Begin

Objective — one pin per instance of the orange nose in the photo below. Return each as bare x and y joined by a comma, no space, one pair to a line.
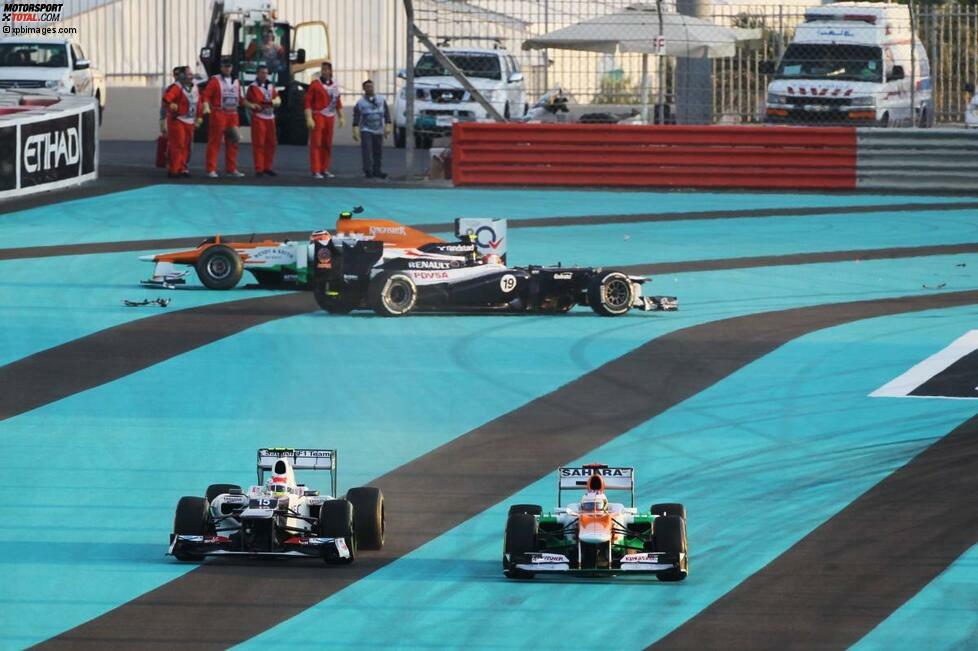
595,519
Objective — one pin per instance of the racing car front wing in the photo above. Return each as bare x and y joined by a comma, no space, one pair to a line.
293,547
539,562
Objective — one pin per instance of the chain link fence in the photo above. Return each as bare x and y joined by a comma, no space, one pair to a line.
723,62
840,73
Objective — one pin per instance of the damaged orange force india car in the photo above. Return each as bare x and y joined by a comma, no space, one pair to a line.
394,277
394,269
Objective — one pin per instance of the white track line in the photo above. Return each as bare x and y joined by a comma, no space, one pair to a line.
901,386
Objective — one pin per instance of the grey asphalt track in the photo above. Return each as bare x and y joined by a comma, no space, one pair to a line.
221,604
839,582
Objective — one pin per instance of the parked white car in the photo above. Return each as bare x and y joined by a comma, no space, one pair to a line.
850,64
51,63
440,100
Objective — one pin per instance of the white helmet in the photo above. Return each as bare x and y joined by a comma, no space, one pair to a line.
594,503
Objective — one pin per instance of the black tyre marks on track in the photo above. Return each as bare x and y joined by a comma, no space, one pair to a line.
221,604
444,227
843,579
799,258
115,352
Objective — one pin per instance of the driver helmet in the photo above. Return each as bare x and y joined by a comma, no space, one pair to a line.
594,503
278,487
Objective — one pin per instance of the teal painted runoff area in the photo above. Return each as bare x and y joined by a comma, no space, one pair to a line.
789,430
675,241
408,385
167,211
759,459
45,302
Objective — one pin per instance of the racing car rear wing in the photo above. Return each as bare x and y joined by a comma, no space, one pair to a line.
575,478
304,459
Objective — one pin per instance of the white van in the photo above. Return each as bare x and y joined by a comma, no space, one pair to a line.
440,101
850,63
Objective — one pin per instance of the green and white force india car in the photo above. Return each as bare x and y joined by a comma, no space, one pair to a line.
595,536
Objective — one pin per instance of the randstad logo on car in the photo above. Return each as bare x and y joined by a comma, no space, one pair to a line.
387,230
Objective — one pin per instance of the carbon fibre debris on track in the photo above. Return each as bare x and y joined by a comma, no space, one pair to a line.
430,495
115,352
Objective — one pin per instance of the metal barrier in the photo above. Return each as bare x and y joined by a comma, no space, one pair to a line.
917,159
676,156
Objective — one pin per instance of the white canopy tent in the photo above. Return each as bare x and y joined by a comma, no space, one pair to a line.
642,29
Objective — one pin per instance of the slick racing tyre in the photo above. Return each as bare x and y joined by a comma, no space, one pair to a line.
331,304
670,537
669,508
368,516
521,538
392,293
530,509
215,490
219,267
336,521
190,521
610,293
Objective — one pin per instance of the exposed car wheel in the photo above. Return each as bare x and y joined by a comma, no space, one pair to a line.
331,304
214,490
368,516
392,293
669,508
219,267
190,520
669,532
528,509
610,293
336,521
521,538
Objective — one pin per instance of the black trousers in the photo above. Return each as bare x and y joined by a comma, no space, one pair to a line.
372,150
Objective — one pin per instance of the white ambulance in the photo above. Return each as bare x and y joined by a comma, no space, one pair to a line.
853,63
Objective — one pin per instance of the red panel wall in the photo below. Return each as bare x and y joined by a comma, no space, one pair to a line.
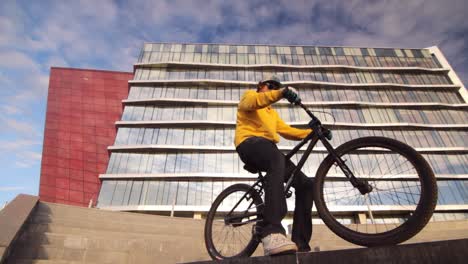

End

__Brief__:
Pull out every line of the material above that contains the word "tyre". Matches must have the same capitalization.

__Task response__:
Objective — one pin per instance of the black tyre marks on track in the photo above. Return each as bare x and y joined by a comma, no space, one pair to a line.
Objective — one pin per instance of the slick racing tyre in the photo above. Return each as bare x and y joined by a comma, no space, one pair to a line.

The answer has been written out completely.